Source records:
· · · · · · ·

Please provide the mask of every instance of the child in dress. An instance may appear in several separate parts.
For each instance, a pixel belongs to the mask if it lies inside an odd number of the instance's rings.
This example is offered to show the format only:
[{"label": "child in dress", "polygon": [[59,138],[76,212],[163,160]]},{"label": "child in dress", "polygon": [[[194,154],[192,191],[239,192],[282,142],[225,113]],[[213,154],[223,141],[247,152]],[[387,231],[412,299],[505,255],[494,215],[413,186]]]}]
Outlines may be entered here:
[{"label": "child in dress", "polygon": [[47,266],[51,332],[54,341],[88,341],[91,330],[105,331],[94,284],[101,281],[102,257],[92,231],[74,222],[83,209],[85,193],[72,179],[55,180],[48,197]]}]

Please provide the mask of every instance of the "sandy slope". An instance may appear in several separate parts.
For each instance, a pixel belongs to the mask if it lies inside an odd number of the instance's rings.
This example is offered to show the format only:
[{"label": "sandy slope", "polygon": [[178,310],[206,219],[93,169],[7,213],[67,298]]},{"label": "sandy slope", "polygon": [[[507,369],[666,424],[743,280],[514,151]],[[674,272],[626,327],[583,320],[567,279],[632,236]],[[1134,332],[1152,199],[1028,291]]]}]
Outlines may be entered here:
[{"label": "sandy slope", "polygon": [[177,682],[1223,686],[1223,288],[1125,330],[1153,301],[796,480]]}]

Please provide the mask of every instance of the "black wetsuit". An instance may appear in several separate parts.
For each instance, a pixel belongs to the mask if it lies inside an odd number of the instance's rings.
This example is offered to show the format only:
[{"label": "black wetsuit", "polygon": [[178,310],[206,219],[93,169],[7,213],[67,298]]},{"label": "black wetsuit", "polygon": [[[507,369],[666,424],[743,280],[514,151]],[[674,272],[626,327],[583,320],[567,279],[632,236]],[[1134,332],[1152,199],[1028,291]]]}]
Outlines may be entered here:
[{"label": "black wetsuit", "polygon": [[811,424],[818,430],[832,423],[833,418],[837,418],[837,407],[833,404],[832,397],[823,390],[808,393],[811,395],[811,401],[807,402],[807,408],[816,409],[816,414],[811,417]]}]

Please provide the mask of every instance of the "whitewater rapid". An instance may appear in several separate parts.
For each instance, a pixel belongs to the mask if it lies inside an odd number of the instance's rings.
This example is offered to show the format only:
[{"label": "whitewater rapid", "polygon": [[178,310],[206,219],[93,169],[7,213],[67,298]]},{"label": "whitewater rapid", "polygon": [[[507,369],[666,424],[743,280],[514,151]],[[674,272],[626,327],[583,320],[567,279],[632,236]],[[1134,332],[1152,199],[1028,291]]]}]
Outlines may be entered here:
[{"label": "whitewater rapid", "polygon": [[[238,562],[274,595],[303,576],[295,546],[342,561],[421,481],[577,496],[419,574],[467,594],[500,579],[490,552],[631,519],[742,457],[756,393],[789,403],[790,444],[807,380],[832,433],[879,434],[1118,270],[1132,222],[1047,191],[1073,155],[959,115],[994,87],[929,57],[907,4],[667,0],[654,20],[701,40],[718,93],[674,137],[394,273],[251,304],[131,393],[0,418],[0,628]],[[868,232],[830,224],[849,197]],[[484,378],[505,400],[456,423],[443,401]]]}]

· · · · · · ·

* [EXERCISE INSTRUCTIONS]: Gather every line of the listing that contains the word "dress".

* [WRITTEN RESPONSE]:
Please provide the mask of every instance of the child in dress. An instance may appear in several separate parts.
[{"label": "child in dress", "polygon": [[59,138],[76,212],[163,160]]},{"label": "child in dress", "polygon": [[[194,154],[192,191],[239,192],[282,142],[225,113]],[[213,154],[223,141],[247,152]],[[387,231],[412,299],[505,255],[494,215],[413,186]]]}]
[{"label": "child in dress", "polygon": [[47,266],[51,332],[54,341],[88,341],[91,330],[105,331],[94,284],[101,281],[102,257],[92,231],[74,222],[83,209],[85,193],[72,179],[55,180],[48,197]]}]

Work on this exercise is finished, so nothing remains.